• _STUDY TEXT_
_____

In an in-flight Osprey emergency, maintenance crews take to the mattresses
In case of an in-flight emergency, aircraft maintenance Marines grab their mattresses. That’s the procedure when no amount of prodding can get the landing gear of an MV-22 Osprey to extend.
It’s a rare occurrence, but the Marines practice the procedures regularly and last week hauled out pallets stacked with twin mattresses at Camp Pendleton, Calif., to run through the drill, just as the Osprey program was about to reach 30 years since its first flight.
The exercise, known as a “hung gear” drill, allows the Marines to better understand their roles, the Marine Corps said in a statement.
“This drill is important because it is critical that we practice like we play as it pertains to emergency procedures,” Capt. Ayleah Alejandre, aviation safety officer with Marine Aircraft Group 39, 3rd Marine Aircraft Wing, said in the statement. “Three pallets of stacked mattresses are taken out and strapped down on the landing pad — one for the nose gear and two for the main gear.”
A crew chief is tasked with guiding the descending aircraft down onto the stacks.
In an emergency, a pilot would call the tower and let them know they are having trouble with the landing gear. Then the maintenance Marines would assemble at a dedicated emergency landing pad.

_____

• _PROBLEM_
Do these statements agree with the article on the Osprey "hung gear" drill? (a) The drill uses three pallets of stacked mattresses. (b) The pilot guides the descending aircraft onto the stacks. (c) The maintenance Marines gather at a dedicated emergency landing pad.

(Collected data)
_____

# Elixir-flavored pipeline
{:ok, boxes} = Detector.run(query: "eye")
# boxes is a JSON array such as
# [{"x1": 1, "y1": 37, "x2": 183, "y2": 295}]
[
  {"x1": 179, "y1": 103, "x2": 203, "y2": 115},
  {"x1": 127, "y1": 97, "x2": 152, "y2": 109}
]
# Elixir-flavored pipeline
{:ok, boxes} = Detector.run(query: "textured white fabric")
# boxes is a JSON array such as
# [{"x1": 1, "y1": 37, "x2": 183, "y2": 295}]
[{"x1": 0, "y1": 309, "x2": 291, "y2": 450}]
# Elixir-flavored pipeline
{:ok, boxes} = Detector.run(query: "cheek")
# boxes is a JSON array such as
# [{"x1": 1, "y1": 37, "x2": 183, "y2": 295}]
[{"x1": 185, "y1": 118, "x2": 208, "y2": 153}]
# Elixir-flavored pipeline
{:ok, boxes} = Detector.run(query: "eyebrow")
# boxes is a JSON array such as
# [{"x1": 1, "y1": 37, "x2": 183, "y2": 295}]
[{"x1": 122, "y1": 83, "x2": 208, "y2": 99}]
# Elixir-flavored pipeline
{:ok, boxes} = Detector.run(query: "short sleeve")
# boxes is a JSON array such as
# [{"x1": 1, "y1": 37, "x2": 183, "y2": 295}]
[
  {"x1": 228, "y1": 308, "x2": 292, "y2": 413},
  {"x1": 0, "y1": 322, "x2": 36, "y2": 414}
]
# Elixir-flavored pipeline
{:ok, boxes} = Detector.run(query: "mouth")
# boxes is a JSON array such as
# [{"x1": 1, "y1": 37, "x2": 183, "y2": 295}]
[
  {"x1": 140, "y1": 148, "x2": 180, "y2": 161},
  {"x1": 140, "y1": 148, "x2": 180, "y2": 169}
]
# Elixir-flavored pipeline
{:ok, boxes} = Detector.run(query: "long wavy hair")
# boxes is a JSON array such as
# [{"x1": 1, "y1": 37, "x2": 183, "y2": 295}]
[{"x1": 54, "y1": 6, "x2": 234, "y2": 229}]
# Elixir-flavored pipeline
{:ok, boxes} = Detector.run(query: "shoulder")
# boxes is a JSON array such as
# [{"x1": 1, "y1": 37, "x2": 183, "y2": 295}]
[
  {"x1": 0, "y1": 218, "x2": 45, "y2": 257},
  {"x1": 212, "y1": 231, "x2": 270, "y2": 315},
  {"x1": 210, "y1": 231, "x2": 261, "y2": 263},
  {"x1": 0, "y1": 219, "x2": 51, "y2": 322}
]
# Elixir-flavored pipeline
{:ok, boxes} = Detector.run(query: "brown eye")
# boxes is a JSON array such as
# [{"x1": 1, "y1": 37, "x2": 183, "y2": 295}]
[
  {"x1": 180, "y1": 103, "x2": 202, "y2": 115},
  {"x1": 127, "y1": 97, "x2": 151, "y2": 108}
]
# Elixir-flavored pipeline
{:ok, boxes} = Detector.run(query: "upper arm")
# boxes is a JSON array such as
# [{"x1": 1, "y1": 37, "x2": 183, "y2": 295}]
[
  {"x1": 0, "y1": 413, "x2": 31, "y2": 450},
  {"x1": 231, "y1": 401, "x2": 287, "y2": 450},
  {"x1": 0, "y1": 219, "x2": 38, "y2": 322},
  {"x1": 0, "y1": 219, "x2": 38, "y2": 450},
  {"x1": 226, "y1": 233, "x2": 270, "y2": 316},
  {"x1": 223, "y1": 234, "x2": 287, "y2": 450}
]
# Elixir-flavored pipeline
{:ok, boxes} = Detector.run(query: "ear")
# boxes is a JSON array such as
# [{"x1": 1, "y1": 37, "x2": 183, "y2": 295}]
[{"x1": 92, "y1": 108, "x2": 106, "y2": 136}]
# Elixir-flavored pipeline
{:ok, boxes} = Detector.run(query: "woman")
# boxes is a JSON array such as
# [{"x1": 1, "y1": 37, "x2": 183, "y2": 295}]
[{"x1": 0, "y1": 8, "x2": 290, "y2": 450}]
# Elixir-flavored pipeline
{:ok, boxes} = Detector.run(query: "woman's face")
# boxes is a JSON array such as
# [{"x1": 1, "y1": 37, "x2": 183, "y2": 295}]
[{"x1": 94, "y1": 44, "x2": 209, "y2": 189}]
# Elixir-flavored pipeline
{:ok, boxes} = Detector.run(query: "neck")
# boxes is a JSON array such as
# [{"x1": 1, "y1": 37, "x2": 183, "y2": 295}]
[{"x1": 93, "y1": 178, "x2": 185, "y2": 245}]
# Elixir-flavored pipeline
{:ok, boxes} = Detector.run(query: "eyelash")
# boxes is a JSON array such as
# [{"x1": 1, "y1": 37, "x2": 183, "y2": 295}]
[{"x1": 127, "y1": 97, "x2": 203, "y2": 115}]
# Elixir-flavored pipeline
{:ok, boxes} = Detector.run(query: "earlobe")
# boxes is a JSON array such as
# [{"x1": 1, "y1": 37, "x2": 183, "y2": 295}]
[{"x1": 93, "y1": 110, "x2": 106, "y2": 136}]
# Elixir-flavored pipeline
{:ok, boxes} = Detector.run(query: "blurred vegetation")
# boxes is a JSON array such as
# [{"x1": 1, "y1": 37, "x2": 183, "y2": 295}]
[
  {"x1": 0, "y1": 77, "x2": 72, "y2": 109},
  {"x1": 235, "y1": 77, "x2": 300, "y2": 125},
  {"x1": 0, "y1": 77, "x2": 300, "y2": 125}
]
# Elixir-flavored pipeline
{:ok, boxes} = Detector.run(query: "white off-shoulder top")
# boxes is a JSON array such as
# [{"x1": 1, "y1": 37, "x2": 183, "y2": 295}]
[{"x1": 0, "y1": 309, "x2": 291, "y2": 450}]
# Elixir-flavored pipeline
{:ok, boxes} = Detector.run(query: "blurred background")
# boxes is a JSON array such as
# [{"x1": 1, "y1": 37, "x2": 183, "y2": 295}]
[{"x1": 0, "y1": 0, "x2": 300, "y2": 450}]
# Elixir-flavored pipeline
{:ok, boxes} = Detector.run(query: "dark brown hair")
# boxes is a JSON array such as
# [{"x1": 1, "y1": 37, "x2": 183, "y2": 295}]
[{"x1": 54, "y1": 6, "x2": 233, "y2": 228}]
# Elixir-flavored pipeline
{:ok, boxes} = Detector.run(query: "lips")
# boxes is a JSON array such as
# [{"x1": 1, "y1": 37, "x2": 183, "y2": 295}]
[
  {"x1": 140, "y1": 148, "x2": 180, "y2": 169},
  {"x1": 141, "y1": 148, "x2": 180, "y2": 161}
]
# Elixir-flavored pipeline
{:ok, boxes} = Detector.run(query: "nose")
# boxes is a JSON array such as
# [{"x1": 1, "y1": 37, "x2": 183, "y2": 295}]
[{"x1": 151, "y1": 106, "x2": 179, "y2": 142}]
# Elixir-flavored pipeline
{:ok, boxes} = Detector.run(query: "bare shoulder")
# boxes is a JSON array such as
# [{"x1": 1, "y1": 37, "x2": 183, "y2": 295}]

_____

• _EXERCISE ANSWER_
(a) Yes: "Three pallets of stacked mattresses are taken out and strapped down on the landing pad."
(b) No: "A crew chief is tasked with guiding the descending aircraft down onto the stacks."
(c) Yes: "Then the maintenance Marines would assemble at a dedicated emergency landing pad."